*OBJECTIVE:* Copy the full listing below word for word, keeping every line in its original order.

-- Begin --

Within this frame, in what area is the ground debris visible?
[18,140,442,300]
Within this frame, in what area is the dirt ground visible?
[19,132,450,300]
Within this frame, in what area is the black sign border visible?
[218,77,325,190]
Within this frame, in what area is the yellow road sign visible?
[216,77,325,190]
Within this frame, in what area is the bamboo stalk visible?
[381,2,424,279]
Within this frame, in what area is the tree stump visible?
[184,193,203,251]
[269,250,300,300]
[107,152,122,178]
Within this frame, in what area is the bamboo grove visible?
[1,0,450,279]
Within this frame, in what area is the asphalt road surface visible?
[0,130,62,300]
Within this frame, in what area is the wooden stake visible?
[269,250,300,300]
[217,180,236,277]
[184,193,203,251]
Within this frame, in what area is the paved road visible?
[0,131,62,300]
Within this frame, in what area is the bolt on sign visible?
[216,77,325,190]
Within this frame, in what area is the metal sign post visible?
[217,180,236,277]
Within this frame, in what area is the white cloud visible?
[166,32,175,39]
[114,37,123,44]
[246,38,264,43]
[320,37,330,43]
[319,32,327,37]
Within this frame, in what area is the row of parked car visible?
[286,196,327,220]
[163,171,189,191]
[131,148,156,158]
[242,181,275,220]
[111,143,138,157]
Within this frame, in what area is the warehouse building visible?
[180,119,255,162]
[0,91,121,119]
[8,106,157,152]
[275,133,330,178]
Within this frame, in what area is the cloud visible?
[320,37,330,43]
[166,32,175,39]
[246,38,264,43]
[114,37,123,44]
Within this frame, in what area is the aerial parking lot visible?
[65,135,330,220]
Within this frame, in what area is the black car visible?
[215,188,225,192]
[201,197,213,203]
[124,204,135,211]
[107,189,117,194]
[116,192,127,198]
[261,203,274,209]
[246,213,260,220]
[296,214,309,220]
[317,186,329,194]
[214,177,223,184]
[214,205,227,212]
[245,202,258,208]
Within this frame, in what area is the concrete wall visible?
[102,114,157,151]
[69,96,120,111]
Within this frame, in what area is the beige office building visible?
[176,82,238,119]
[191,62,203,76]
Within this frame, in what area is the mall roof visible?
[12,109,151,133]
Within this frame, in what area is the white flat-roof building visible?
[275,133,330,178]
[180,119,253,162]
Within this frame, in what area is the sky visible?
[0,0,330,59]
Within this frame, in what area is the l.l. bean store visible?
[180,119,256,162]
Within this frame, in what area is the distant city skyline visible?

-- End --

*WORKED ANSWER:*
Within this frame, in what area is the ground debris visible?
[18,140,442,300]
Within this frame, in what area is the dirt ground visible?
[19,132,450,300]
Within this frame, in what area is the black sign border visible?
[218,77,325,190]
Within this frame, in what area is the yellow road sign visible?
[216,77,325,190]
Within this frame, in what area is the bamboo stalk visible?
[381,2,424,279]
Within this frame, in what area is the tree stump visible?
[184,193,203,251]
[269,250,300,300]
[107,152,122,178]
Within this frame, in what area is the bamboo grove visible?
[1,0,450,279]
Within this frame, in what area is the asphalt road surface visible?
[0,130,62,300]
Within this frame, in what area is the wooden stake visible?
[269,250,300,300]
[217,180,236,277]
[184,193,203,251]
Within this frame, in what area is the paved road visible?
[0,131,62,300]
Within this frame, in what area is the bolt on sign visible?
[216,77,325,190]
Within this frame, in what area is the metal sign post visible?
[217,180,236,277]
Within this frame, in what area is the white cloud visible?
[166,32,175,39]
[114,37,123,44]
[246,38,264,43]
[320,37,330,43]
[319,32,327,37]
Within this frame, in what area is the row of parked car visible?
[286,196,327,220]
[163,171,189,191]
[131,148,156,158]
[242,181,275,220]
[111,143,138,157]
Within this frame, in what area is the warehouse building visible?
[180,119,255,162]
[0,91,121,119]
[8,106,157,152]
[275,133,330,178]
Within this frame, in what area is the cloud visible?
[320,37,330,43]
[166,32,175,39]
[246,38,264,43]
[114,37,123,44]
Within this frame, in what area is the aerial parking lot visible?
[65,135,330,220]
Within this frame, in what area is the black car visible?
[215,188,225,192]
[201,197,213,203]
[124,204,135,211]
[107,189,117,194]
[116,192,127,198]
[261,203,274,209]
[246,213,260,220]
[296,214,309,220]
[317,186,329,194]
[214,177,223,184]
[214,205,227,212]
[245,202,258,208]
Within this frame, in what area is the concrete wall visible?
[102,114,157,151]
[69,96,120,111]
Within this frame, in what area is the beige office building visible?
[176,82,238,119]
[191,62,203,76]
Within this frame, in what area is the mall roof visible?
[12,109,151,133]
Within this frame, in what area is the white flat-roof building visible?
[275,133,330,178]
[180,119,253,162]
Within this frame, in what area is the sky visible?
[0,0,330,59]
Within this frame, in what area is the l.l. bean store visible?
[180,119,256,162]
Within this frame, in what area is the distant city skyline visible?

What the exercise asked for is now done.